◆ Problem to work on ◆
Output the records as a Markdown table with the columns "Row" and "Line", numbering each row and skipping blank lines. Begin at the line containing "the red pillar" and continue through the end of the records.

◆ Data records ◆

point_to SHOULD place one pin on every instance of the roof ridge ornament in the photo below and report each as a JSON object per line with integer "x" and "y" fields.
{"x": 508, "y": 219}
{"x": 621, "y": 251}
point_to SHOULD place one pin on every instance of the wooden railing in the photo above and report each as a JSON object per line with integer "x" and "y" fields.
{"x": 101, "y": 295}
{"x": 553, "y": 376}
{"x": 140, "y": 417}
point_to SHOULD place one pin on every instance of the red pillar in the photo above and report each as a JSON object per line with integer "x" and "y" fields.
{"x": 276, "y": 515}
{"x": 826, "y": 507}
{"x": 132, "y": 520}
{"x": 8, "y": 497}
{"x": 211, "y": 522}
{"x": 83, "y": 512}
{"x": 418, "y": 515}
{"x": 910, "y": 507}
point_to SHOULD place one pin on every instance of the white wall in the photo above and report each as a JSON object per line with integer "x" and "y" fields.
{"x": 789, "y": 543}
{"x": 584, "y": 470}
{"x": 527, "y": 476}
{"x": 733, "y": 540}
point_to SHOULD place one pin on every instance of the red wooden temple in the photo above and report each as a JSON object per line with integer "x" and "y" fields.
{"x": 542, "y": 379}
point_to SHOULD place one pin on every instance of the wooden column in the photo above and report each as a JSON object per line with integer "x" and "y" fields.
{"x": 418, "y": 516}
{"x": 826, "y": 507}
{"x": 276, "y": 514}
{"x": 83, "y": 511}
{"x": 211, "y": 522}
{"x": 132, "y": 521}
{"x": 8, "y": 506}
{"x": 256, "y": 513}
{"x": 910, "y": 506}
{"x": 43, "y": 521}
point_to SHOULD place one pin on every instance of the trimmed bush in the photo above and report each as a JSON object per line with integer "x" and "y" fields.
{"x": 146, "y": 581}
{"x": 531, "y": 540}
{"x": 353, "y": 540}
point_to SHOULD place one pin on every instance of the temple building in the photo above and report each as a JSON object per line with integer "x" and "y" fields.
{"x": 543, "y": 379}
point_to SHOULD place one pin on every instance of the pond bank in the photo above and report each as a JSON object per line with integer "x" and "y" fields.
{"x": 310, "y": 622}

◆ Task result ◆
| Row | Line |
|---|---|
| 1 | point_to SHOULD place one pin on every instance of the red pillar in the photo above and report each as a JSON object per line with integer "x" and "y" fields. |
| 2 | {"x": 276, "y": 515} |
| 3 | {"x": 826, "y": 507} |
| 4 | {"x": 132, "y": 520} |
| 5 | {"x": 8, "y": 497} |
| 6 | {"x": 211, "y": 522} |
| 7 | {"x": 83, "y": 512} |
| 8 | {"x": 418, "y": 515} |
| 9 | {"x": 910, "y": 507} |
| 10 | point_to SHOULD place one pin on every instance of the white wall in the photo above and report each as a JSON object per line with integer "x" and "y" fields. |
| 11 | {"x": 789, "y": 543} |
| 12 | {"x": 584, "y": 470} |
| 13 | {"x": 527, "y": 476} |
| 14 | {"x": 733, "y": 540} |
| 15 | point_to SHOULD place one pin on every instance of the red wooden temple in the photo above and report each as a JSON object per line with integer "x" and "y" fields. |
| 16 | {"x": 542, "y": 379} |
| 17 | point_to SHOULD place one pin on every instance of the wooden column in the photo above and report each as a JSON object per line with integer "x" and "y" fields. |
| 18 | {"x": 418, "y": 516} |
| 19 | {"x": 826, "y": 507} |
| 20 | {"x": 276, "y": 514} |
| 21 | {"x": 83, "y": 511} |
| 22 | {"x": 211, "y": 522} |
| 23 | {"x": 132, "y": 521} |
| 24 | {"x": 8, "y": 506} |
| 25 | {"x": 256, "y": 513} |
| 26 | {"x": 910, "y": 506} |
| 27 | {"x": 43, "y": 521} |
| 28 | point_to SHOULD place one pin on every instance of the trimmed bush in the photo above and report each as a JSON object per line with integer "x" and "y" fields. |
| 29 | {"x": 146, "y": 581} |
| 30 | {"x": 531, "y": 540} |
| 31 | {"x": 353, "y": 540} |
| 32 | point_to SHOULD place one pin on every instance of the temple building in the photo above and report each as a JSON object per line with integer "x" and "y" fields. |
| 33 | {"x": 543, "y": 379} |
| 34 | point_to SHOULD place one pin on every instance of the pond bank in the photo above and report each as a JSON object per line with integer "x" and "y" fields. |
| 35 | {"x": 310, "y": 622} |